◆ **Extracted text**

[Start of section]

Her last words were, “Ask Mr. Gaham to tell my loved ones later on that my soul, as I believe, is safe, and that I am glad to die for my country.”
Edith Cavell was born on December 4, 1865, in Swardeston, near Norwich, England. She worked as a governess, including a family in Brussels from 1890 to 1895. After caring for her father during a serious illness, Edith began a career in nursing.
In 1907, at the age of 42, Cavell was recruited to be the matron of a newly established nursing school in Brussels. She had a passion for training young women for the nursing profession.
When World War One broke out, her clinic and nursing school were taken over by the Red Cross. In November 1914, after Brussels was occupied by the German Army, Nurse Cavell began to shelter British soldiers and funnel them out of Belgium to neutral Netherlands. Subsequently, wounded French combatants and young civilian men were hidden from the Germans and given false documents. A kind of “underground railroad” was established in order to get these men to the Dutch frontier.
The German authorities became suspicious of Cavell and others. She was arrested on August 3,1915. She was betrayed by a French collaborator, Georges Gaston Quien. Edith was sent to Saint-Gilles prison for ten weeks. She admitted to harboring Allied soldiers during three depositions with German police.
At her court-martial, Nurse Cavell was prosecuted for aiding Allied soldiers and civilians. Also, it was established that she helped them escape to a country at war with Germany. The penalty, according to German military law, was death.
After her death sentence, the British government solicited the help of the American government to intercede on Cavell’s behalf, as America was a neutral country at the time. Hugh S. Gibson, Secretary to the U.S. Legation at Brussels told the German government that executing Cavell would further harm Germany’s tarnished reputation.
He wrote, ” We reminded (German civil governor Baron von der Lancken) of the burning of Louvain and the sinking of the Lusitania and told him that this murder would rank with those two affairs and would stir all civilized countries with horror and disgust. Count Harrach broke in at this with the rather irrelevant remark that he would rather see Miss Cavell shot than have harm come to the humblest German soldier, and his only regret was that they had not three or four old English women to shot”.

[End of section]

◆ **Provided information**
[Start of section]

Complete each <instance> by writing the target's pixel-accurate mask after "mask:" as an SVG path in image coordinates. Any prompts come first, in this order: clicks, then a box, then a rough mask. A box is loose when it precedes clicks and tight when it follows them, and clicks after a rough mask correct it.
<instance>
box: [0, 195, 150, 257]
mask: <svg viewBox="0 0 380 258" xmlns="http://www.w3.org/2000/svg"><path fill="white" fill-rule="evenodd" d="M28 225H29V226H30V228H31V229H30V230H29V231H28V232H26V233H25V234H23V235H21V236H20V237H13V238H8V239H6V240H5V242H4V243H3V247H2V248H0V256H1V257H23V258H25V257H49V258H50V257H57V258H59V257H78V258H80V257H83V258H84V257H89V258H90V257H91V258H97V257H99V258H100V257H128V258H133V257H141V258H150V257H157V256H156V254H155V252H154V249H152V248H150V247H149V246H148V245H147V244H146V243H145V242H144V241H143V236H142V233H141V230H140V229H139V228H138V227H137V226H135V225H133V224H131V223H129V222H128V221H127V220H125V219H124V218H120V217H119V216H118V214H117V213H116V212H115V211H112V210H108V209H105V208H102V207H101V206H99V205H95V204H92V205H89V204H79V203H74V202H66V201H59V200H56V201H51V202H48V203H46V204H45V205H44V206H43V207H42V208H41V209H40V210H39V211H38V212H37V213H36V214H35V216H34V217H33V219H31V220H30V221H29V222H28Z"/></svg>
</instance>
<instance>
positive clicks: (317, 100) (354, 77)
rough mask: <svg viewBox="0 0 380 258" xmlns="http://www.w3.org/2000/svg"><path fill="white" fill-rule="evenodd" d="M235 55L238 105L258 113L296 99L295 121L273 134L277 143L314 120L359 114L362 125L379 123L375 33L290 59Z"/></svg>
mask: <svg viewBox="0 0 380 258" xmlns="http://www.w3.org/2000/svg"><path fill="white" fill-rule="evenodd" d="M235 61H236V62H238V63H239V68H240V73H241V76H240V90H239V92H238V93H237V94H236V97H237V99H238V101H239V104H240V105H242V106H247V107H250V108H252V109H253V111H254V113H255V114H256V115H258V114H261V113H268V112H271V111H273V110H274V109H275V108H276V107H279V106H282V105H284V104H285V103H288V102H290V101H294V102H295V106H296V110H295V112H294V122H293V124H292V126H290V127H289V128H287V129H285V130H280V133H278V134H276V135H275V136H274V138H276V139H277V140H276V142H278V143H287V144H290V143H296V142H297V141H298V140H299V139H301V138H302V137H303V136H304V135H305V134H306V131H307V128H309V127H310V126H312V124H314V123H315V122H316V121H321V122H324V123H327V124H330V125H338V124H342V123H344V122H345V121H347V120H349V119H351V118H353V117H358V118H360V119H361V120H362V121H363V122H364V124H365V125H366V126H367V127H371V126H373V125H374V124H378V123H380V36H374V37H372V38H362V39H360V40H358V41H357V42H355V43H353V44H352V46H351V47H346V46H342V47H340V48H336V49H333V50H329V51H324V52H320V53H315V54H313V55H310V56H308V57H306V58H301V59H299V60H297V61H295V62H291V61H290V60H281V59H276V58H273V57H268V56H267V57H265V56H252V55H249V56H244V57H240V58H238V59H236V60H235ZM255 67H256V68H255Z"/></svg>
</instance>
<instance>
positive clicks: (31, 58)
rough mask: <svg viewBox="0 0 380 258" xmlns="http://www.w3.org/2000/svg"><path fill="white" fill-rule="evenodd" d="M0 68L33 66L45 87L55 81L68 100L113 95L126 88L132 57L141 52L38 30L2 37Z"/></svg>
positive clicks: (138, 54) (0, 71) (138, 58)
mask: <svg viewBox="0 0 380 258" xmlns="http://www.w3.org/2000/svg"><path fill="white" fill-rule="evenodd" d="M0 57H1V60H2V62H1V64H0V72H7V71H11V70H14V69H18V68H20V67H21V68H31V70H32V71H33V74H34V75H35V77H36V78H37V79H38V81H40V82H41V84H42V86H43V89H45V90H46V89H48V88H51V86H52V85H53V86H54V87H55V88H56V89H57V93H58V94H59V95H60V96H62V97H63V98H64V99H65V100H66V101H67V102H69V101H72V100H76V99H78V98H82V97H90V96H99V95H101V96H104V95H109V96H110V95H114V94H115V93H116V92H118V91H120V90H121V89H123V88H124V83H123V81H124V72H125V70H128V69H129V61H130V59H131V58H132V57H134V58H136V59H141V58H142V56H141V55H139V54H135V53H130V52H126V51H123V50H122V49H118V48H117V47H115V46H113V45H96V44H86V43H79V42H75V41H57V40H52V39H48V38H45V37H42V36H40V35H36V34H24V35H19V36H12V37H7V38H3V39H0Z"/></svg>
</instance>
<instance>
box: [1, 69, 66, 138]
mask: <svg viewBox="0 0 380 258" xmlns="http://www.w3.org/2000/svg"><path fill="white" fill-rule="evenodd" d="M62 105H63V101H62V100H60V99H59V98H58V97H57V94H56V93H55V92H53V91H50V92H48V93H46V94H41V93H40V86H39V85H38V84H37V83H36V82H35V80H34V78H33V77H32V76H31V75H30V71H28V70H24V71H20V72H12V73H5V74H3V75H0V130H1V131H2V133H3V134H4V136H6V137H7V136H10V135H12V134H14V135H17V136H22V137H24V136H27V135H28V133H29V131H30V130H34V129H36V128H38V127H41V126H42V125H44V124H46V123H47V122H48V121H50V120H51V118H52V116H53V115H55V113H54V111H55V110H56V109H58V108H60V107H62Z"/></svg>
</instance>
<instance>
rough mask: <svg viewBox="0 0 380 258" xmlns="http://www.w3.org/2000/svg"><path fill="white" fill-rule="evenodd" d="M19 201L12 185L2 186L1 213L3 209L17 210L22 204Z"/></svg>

[End of section]

Reproduce the stretch of the Edith Cavell text from "Edith Cavell was" through "the nursing profession.".

◆ **Solution to this exercise**
Edith Cavell was born on December 4, 1865, in Swardeston, near Norwich, England. She worked as a governess, including a family in Brussels from 1890 to 1895. After caring for her father during a serious illness, Edith began a career in nursing.
In 1907, at the age of 42, Cavell was recruited to be the matron of a newly established nursing school in Brussels. She had a passion for training young women for the nursing profession.